**TEXTO EXTRAÍDO:**
◆ ◆ ◆ ◆

La pérdida es algo para lo que nunca estamos preparados. Perder significa renunciar a algo que uno quiere. Extraviar algo que un día tuvo. Siempre es doloroso. Sin embargo, la forma en la que nos preparamos y orientamos para esa pérdida puede suponer la diferencia entre la frustración y la angustia, y la sana aceptación y entendimiento. Ni que decir tiene que este mal o quebranto se hace aún más agudo cuando se pierde a un ser querido o una vida humana.
Será por esto, por esa huida de cualquier tipo de contrariedad o sufrimiento que caracteriza a nuestra sociedad, que nunca hablamos de la muerte. Pero no mencionarla no la evita; es más, hace más devastador, si cabe, su advenimiento. Ésta se ha convertido en el gran tabú de nuestra civilización
-invisibilizándola y evitando cualquier contacto-, lo que no ocurre con otras que nos precedieron: desde la meticulosa organización para el viaje al más allá de las almas en la antigua Grecia; a las ofrendas mexicanas que ayudan a ‘regresar’ a los muertos; pasando por los rituales de preparación y apresto del cuerpo de los egipcios, son muchas las culturas que han vivido y convivido a diario con la caducidad de nuestro tiempo.
El arte puede ser, una vez más, una forma suave, amable y bella de acercarnos a lo que no nos gusta, a lo que tememos. El arte de las postrimerías o arte de las ‘últimas cosas’ se refiere a las obras que, especialmente en el Barroco español, representan los destinos finales del hombre. Una de las pinturas más emblemática de este género son Los Jeroglíficos de Juan Valdés Leal en el Hospital de la Santa Caridad de Sevilla. O, también, podemos aproximarnos a través de las famosas Vánitas o dibujos de calaveras, consideradas un subgénero del bodegón, que simbolizan pictóricamente la fugacidad de la vida y la certeza de la muerte. Destacar, entre muchas, ‘Pyramide des crânes’ del gurú de los cubistas Paul Cézanne, o la popular ilustración ‘All is Vanity’ de Charles Allan Gilbert, comprada por la revista LIFE, y que se ha convertido en una de las ilusiones ópticas más reproducida de todos los tiempos.

◆ ◆ ◆ ◆

**EXTRACTOS DE ENTRADAS:**
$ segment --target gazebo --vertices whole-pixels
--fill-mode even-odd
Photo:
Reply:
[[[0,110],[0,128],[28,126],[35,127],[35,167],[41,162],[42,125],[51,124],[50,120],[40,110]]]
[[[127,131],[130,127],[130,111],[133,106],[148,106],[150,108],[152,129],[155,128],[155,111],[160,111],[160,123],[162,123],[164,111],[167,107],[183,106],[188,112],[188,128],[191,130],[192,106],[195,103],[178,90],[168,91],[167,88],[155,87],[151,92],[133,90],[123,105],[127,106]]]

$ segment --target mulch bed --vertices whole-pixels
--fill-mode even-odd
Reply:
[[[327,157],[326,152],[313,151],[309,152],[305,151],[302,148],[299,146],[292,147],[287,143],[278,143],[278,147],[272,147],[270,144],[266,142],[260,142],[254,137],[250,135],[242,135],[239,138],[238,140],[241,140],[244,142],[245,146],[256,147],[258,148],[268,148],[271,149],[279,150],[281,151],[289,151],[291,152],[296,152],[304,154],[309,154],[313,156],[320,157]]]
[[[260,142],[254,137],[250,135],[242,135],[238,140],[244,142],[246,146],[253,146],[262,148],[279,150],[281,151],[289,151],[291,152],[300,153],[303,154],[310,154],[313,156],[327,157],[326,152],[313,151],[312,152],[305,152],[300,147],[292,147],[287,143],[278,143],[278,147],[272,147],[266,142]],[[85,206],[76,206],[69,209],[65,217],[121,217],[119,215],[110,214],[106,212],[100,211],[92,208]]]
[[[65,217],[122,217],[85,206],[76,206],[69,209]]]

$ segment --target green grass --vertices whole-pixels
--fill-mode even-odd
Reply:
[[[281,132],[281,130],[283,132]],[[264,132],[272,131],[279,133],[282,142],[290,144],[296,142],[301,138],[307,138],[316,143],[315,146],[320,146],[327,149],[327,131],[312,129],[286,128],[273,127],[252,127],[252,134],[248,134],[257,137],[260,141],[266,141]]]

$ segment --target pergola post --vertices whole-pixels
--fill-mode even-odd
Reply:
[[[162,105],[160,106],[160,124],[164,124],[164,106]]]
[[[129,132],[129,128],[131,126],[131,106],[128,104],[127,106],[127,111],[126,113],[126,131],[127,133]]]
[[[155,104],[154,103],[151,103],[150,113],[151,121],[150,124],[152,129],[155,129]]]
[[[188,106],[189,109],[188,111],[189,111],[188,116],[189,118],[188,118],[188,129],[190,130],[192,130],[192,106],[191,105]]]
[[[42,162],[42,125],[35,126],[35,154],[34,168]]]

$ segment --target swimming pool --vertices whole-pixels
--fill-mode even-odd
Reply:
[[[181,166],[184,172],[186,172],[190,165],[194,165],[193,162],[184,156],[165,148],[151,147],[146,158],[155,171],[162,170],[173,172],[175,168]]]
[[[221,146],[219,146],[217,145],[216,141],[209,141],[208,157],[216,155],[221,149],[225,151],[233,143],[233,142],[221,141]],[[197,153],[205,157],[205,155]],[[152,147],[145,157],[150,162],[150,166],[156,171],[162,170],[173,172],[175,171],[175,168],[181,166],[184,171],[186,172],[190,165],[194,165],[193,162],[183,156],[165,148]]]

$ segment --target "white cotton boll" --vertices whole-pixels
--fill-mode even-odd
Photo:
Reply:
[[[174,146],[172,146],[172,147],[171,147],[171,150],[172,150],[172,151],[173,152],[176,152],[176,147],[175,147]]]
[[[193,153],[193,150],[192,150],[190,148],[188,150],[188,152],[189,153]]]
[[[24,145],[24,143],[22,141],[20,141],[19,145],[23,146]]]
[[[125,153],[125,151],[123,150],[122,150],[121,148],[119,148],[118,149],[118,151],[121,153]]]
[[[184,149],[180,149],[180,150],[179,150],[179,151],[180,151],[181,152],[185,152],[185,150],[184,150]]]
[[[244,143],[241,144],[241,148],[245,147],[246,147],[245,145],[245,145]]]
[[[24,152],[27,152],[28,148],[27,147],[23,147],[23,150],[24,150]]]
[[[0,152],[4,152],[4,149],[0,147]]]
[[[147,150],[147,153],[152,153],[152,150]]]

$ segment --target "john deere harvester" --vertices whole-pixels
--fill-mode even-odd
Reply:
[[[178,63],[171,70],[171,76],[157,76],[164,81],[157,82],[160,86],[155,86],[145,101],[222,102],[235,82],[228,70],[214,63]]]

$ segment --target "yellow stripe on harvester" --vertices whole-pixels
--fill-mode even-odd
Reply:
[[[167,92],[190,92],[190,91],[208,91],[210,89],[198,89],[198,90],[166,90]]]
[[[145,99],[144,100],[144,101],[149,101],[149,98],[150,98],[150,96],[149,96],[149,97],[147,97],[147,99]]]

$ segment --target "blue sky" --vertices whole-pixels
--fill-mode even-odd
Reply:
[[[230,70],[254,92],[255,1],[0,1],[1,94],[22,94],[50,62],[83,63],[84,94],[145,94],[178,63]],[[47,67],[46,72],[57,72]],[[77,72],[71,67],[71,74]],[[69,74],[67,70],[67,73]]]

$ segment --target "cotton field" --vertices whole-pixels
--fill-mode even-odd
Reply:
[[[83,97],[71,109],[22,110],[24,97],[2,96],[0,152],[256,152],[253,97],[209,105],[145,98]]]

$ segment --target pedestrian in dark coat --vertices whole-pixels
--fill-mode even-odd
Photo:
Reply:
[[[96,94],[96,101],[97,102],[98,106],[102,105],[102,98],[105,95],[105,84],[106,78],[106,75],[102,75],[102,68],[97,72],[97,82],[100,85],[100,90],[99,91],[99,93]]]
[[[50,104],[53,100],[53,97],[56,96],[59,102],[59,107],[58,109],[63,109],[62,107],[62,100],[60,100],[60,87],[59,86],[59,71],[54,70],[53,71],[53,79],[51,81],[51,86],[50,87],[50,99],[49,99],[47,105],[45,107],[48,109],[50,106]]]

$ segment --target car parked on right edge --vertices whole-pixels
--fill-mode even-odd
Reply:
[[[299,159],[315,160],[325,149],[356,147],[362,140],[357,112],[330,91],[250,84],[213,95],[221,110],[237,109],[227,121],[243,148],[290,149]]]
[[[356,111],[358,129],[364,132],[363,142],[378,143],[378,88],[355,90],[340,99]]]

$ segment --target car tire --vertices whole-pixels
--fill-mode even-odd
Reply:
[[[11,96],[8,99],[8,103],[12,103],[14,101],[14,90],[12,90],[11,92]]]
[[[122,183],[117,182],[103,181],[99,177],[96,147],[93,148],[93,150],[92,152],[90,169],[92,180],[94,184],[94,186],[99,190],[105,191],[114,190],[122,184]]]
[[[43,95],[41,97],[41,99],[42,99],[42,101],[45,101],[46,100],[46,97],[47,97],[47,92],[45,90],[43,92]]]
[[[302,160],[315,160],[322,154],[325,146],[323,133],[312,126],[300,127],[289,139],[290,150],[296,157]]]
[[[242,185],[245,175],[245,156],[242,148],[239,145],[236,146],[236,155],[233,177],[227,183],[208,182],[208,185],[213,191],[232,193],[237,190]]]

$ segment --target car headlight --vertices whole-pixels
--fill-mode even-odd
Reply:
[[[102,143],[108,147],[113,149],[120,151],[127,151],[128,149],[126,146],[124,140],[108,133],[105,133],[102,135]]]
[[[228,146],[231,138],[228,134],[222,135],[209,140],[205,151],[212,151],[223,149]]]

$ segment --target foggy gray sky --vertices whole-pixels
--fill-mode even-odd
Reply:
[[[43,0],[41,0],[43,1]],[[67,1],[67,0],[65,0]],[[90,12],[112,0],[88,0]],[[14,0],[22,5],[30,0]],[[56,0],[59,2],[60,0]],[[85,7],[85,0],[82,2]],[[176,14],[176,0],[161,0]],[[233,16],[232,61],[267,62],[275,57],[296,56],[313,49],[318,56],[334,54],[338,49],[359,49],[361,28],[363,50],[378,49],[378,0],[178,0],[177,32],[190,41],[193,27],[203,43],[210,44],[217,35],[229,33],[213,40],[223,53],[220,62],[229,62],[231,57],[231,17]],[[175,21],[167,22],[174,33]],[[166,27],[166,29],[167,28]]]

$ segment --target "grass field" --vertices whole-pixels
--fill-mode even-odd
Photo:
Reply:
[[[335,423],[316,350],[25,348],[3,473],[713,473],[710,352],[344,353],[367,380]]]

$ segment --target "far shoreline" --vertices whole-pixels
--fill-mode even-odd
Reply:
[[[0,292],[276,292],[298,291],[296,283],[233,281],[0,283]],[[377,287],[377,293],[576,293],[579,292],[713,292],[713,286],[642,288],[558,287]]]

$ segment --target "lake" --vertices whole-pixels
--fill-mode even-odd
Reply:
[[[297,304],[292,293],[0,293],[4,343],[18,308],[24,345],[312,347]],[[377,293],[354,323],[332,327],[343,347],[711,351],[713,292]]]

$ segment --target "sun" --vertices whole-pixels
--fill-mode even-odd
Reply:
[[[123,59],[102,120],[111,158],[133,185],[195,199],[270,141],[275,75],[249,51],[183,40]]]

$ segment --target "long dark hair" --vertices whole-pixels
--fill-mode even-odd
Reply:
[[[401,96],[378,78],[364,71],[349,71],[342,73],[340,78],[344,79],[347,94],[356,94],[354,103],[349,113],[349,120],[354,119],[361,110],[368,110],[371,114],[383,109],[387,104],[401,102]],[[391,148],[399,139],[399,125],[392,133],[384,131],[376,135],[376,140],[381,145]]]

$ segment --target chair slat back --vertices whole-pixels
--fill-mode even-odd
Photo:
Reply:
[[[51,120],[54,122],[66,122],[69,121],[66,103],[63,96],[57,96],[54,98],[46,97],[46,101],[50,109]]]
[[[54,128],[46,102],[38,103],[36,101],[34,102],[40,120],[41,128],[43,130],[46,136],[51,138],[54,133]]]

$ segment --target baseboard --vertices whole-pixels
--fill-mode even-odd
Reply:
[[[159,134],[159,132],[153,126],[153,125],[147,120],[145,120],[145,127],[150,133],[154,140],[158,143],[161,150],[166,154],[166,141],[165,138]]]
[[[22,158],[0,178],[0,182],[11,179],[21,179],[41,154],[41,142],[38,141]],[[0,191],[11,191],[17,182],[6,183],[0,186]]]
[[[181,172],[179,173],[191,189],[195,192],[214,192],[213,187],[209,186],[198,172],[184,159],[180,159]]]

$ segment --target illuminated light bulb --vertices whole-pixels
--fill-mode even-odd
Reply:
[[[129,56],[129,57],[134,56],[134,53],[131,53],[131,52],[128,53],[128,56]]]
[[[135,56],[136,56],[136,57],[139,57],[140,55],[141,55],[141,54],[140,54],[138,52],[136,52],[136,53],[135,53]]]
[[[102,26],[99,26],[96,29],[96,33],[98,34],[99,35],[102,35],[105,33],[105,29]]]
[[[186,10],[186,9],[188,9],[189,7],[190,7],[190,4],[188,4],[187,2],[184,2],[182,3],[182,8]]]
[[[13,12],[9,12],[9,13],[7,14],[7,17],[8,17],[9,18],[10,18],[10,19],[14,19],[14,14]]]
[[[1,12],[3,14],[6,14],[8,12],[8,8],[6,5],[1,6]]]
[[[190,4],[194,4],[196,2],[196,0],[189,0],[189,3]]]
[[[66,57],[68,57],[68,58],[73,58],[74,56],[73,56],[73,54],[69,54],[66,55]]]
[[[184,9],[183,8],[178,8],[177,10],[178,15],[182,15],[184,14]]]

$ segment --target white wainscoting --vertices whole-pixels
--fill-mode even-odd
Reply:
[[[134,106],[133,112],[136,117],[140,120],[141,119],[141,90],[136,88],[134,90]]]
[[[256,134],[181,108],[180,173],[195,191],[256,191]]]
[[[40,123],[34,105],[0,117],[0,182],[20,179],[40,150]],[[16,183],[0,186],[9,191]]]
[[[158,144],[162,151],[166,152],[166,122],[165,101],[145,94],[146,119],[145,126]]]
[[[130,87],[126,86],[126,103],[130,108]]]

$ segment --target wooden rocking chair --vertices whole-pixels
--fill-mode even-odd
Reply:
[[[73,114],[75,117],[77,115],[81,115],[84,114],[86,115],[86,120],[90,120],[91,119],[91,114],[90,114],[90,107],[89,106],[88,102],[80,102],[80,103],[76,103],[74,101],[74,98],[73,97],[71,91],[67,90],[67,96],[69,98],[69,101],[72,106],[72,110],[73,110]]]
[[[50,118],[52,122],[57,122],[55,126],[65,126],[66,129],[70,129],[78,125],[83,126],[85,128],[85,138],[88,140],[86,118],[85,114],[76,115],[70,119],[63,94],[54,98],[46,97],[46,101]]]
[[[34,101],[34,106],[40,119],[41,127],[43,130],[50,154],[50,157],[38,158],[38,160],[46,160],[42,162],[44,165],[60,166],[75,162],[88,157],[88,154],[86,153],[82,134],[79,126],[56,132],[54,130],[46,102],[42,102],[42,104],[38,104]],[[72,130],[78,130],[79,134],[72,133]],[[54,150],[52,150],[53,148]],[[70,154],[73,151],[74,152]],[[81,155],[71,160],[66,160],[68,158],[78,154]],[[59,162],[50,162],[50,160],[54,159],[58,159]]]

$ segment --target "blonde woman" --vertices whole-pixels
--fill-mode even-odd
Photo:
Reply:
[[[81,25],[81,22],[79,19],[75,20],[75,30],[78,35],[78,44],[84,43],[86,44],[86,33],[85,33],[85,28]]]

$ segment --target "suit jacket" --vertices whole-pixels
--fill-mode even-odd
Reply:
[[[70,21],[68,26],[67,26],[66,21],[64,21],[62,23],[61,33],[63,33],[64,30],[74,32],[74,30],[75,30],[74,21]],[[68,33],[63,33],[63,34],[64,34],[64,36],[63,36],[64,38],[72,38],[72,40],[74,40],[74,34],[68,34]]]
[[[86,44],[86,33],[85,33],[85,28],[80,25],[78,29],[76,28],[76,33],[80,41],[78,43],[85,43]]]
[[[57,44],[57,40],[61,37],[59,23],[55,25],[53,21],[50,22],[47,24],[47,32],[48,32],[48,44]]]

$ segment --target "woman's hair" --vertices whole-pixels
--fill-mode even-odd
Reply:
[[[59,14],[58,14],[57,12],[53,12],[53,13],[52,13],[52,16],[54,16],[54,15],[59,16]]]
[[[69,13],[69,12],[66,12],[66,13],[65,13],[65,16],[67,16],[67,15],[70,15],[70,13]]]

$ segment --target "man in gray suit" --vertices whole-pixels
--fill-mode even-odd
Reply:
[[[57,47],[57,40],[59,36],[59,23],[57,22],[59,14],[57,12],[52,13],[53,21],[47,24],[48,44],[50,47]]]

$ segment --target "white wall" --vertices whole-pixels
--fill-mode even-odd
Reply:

◆ ◆ ◆ ◆

**COMPRUEBA TU COMPRENSIÓN:**
**a)** Resume en forma de lista el párrafo del texto sobre la muerte y el arte que empieza con "La pérdida es algo", sin perder sus datos principales.
**b)** Copia, por favor, el fragmento del texto sobre la muerte y el arte desde "La pérdida es" hasta "una vida humana.".

**SOLUCIONES:**
**a)**
- Nunca estamos preparados para la pérdida, que significa renunciar a algo que se quiere o extraviar algo que se tuvo.
- Siempre es dolorosa.
- La forma en que nos preparamos y orientamos para ella puede marcar la diferencia entre la frustración y la angustia, o la sana aceptación y el entendimiento.
- El quebranto es aún más agudo cuando se pierde a un ser querido o una vida humana.

**b)**
La pérdida es algo para lo que nunca estamos preparados. Perder significa renunciar a algo que uno quiere. Extraviar algo que un día tuvo. Siempre es doloroso. Sin embargo, la forma en la que nos preparamos y orientamos para esa pérdida puede suponer la diferencia entre la frustración y la angustia, y la sana aceptación y entendimiento. Ni que decir tiene que este mal o quebranto se hace aún más agudo cuando se pierde a un ser querido o una vida humana.